#### Exercise objective:
Return the full listing exactly as it is written.

|---|

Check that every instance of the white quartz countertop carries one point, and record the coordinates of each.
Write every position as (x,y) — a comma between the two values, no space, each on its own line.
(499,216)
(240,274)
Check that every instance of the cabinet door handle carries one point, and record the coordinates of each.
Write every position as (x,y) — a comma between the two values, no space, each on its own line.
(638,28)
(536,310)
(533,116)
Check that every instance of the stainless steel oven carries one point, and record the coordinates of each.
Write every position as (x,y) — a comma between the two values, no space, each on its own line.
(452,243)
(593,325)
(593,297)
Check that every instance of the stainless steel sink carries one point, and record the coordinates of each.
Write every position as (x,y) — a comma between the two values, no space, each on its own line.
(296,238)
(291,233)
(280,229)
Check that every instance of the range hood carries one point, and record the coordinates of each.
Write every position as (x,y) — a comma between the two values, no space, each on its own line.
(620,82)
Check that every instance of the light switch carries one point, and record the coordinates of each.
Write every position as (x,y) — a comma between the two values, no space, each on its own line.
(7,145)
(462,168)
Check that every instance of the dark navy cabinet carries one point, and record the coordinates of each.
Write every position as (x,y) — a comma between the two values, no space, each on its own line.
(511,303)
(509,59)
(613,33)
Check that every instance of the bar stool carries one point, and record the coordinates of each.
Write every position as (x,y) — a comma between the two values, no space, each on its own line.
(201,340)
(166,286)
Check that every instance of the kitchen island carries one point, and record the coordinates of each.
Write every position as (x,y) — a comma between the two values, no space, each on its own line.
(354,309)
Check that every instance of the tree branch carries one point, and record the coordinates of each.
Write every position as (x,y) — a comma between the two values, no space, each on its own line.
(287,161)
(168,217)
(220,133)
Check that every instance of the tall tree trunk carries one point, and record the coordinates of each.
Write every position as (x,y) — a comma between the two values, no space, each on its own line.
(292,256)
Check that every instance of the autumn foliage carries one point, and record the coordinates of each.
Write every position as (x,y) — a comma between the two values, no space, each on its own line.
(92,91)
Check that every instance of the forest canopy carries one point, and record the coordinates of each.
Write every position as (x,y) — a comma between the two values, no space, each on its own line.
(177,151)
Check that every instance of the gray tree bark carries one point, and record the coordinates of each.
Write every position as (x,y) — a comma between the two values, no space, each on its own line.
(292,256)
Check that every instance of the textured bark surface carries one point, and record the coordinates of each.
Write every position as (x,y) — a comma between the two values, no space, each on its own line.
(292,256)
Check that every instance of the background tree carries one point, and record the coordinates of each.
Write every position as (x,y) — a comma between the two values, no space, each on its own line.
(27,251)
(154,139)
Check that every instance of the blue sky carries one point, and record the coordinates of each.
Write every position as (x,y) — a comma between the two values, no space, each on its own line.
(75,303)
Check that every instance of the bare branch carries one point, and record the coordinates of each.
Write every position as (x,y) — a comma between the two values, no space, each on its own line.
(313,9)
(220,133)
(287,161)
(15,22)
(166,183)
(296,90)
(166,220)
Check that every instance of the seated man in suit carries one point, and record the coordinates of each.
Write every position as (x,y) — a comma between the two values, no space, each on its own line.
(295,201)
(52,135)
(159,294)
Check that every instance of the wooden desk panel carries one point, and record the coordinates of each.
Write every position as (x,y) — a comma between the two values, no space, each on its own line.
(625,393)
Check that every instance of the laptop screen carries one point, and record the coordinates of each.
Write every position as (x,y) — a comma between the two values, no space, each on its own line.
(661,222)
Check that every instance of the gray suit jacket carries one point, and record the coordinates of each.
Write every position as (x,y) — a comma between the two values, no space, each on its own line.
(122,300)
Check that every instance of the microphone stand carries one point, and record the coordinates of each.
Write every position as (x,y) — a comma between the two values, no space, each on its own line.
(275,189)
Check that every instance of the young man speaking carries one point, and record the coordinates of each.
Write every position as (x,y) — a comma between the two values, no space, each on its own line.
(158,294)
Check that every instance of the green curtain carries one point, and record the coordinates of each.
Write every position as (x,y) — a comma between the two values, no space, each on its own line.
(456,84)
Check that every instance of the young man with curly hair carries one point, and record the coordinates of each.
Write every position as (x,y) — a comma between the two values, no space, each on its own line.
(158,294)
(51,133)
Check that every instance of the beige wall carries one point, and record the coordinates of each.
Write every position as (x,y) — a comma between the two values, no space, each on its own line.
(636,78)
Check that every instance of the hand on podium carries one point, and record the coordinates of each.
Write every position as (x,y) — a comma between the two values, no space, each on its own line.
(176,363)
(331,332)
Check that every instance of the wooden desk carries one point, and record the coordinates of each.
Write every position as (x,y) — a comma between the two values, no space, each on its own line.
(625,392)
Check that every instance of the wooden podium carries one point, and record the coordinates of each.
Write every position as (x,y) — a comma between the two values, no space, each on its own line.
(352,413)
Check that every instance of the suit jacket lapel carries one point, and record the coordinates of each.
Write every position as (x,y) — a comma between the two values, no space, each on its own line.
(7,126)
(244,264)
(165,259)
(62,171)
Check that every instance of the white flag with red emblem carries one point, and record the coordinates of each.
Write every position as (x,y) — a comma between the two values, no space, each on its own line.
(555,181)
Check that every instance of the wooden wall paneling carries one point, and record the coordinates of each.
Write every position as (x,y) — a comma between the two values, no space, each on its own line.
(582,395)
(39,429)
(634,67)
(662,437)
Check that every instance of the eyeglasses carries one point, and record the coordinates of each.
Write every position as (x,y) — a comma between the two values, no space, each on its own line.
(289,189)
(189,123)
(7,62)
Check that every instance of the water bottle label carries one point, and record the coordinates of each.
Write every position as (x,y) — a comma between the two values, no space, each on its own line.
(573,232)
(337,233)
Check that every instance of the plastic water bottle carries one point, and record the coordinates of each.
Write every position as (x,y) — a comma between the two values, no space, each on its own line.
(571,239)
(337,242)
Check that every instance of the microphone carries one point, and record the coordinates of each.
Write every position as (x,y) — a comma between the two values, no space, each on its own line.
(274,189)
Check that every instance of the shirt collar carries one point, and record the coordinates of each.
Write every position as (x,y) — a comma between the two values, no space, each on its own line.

|---|

#### Task result:
Check that every instance of the white quartz countertop carries one point, and record the coordinates of each.
Write every position as (x,y) — a comma between the two values, no space, each on its own line.
(499,216)
(240,274)
Check that every instance of the cabinet door handle carries one point, and record the coordinates of each.
Write every position as (x,y) — a comma between the two values, no space, each on its own line.
(638,28)
(536,310)
(533,116)
Check that every instance of the stainless steel oven carries one point, and record the coordinates of each.
Write every position as (x,y) — a comma between the two values, no space, each on its own line.
(452,243)
(593,325)
(593,297)
Check that every instance of the stainless steel sink carries one point, and record the coordinates of each.
Write every position as (x,y) — a comma between the two values, no space, each on its own line.
(296,238)
(291,233)
(280,229)
Check that every instance of the range hood carries one point, and record the coordinates of each.
Write every position as (x,y) — a comma between the two values, no space, each on its own line.
(620,82)
Check that every instance of the light switch carries one point, and record the coordinates of each.
Write every position as (x,y) — a comma between the two values, no space, each on its own line.
(7,145)
(462,168)
Check that every instance of the dark navy cabinet carries one point, and record the coordinates of each.
Write every position as (x,y) — a comma between the two values, no space, each on its own line.
(511,303)
(509,59)
(613,33)
Check that every instance of the bar stool carries one point, and record the coordinates of each.
Write every position as (x,y) — a comma between the two values, no space, each on its own line.
(201,340)
(166,286)
Check that every instance of the kitchen island carries one point, and record the coordinates of each.
Write every position as (x,y) — a comma between the two values, no space, each on its own line.
(354,309)
Check that every instance of the tree branch carries one point, and record the coordinates of each.
Write every position as (x,y) — a comma between the two values, no space, each on its own line.
(287,161)
(168,217)
(220,133)
Check that every instance of the tall tree trunk carries one point, and record the coordinates of each.
Write every position as (x,y) — a comma between the two values, no space, each on its own line.
(292,256)
Check that every instance of the autumn foliage carries one point, and record the coordinates of each.
Write every position as (x,y) — a comma between the two values, no space, each on its own line.
(92,91)
Check that every instance of the forest canopy carries one point, and record the coordinates of each.
Write every position as (x,y) — a comma between the two values, no space, each on its own line.
(177,151)
Check that every instance of the gray tree bark carries one point, and record the coordinates of each.
Write every position as (x,y) — a comma between the two values, no space, each on its own line.
(292,256)
Check that every instance of the textured bark surface carries one point, and record the coordinates of each.
Write every position as (x,y) — a comma between the two values, no space, each on its own line.
(292,256)
Check that every instance of the background tree carries one point, and record the coordinates of each.
Write every position as (x,y) — a comma between the two values, no space, each on its own line.
(27,251)
(154,139)
Check that every instance of the blue sky carries one point, and record the coordinates of each.
Write every position as (x,y) — a comma between the two values, no space, each on its own line.
(75,303)
Check that every instance of the bare branch carries one point, and record the coordinates of each.
Write every position as (x,y) — a comma between the two values, no space, each on its own line.
(313,9)
(220,133)
(287,161)
(15,22)
(166,183)
(296,90)
(166,220)
Check that every instance of the seated man in suit carries one point, and record the coordinates of each.
Write every position as (x,y) — a comma between the two values, no space, each on its own line.
(295,201)
(52,135)
(159,294)
Check that every instance of the wooden desk panel carries one point, and record the coordinates of each.
Write every position as (x,y) — a comma between the two values, no space, each on its own line.
(625,393)
Check that every instance of the laptop screen carries one point, and record the coordinates of each.
Write every position as (x,y) — a comma between the two values, no space, each on its own line.
(661,222)
Check that every instance of the gray suit jacket carries one point, and record the coordinates of each.
Write every position as (x,y) — a comma between the two values, no space, each on its own line.
(122,300)
Check that every instance of the microphone stand carries one point, and record the coordinates of each.
Write every position as (x,y) — a comma between the two values, no space, each on its own line.
(275,189)
Check that every instance of the young man speaking carries one point, and record the coordinates of each.
Write every position as (x,y) — a comma between the two values, no space, each on its own line.
(158,294)
Check that every instance of the green curtain carries one point, and record the coordinates of each.
Write every position as (x,y) — a comma between the two values, no space, each on its own line.
(456,84)
Check that every instance of the young man with curly hair carries one point, and record the coordinates of each.
Write every position as (x,y) — a comma between the two values, no space, each on its own line.
(158,294)
(51,133)
Check that every instance of the beige wall carries one point, and record the coordinates of each.
Write every position as (x,y) — a comma between the two values, no space, each on its own line.
(636,78)
Check that every instance of the hand on podium carries one point, and record the coordinates of each.
Write every position as (x,y) — a comma between the two values, no space, each on its own line.
(176,363)
(331,332)
Check that every instance of the wooden desk carries one point, and record the coordinates of each.
Write every position as (x,y) — a comma between the two values, no space, each on its own line.
(625,392)
Check that every instance of the wooden podium carries one point, and record the coordinates of each.
Write every position as (x,y) — a comma between the two values, no space, each on its own line.
(352,413)
Check that every instance of the suit jacket lapel carries one point, and record the coordinates of each.
Write every position as (x,y) — a comma between the two values, no space, each on its own line.
(7,126)
(244,264)
(165,259)
(62,171)
Check that every instance of the white flag with red emblem carries one point, and record the coordinates of each.
Write every position as (x,y) — a comma between the two values, no space, each on its own line.
(555,181)
Check that every instance of the wooden wall paneling carries one point, and record the coordinates of each.
Write every position as (x,y) — a comma between the two values, no space, each on its own line.
(582,395)
(39,429)
(634,67)
(662,437)
Check that every instance of the eyeglasses carries one point, and record the coordinates of each.
Write every position as (x,y) — a comma between the two values, no space, each on its own line.
(289,189)
(189,123)
(7,62)
Check that every instance of the water bottle label carries one point, and record the coordinates of each.
Write every position as (x,y) — a comma between the two values, no space, each on its own line.
(573,232)
(337,233)
Check that every instance of the plastic water bottle carries one point, and record the coordinates of each.
Write every position as (x,y) — a comma between the two values, no space, each on its own line.
(571,239)
(337,242)
Check that every instance of the microphone carries one point, and record the coordinates of each.
Write every position as (x,y) — a comma between the two values, no space, each on its own line.
(274,189)
Check that every instance of the shirt collar carries one point, and record the coordinates of each.
Write every position as (x,y) — a comma between the two values, no space, each on its own line.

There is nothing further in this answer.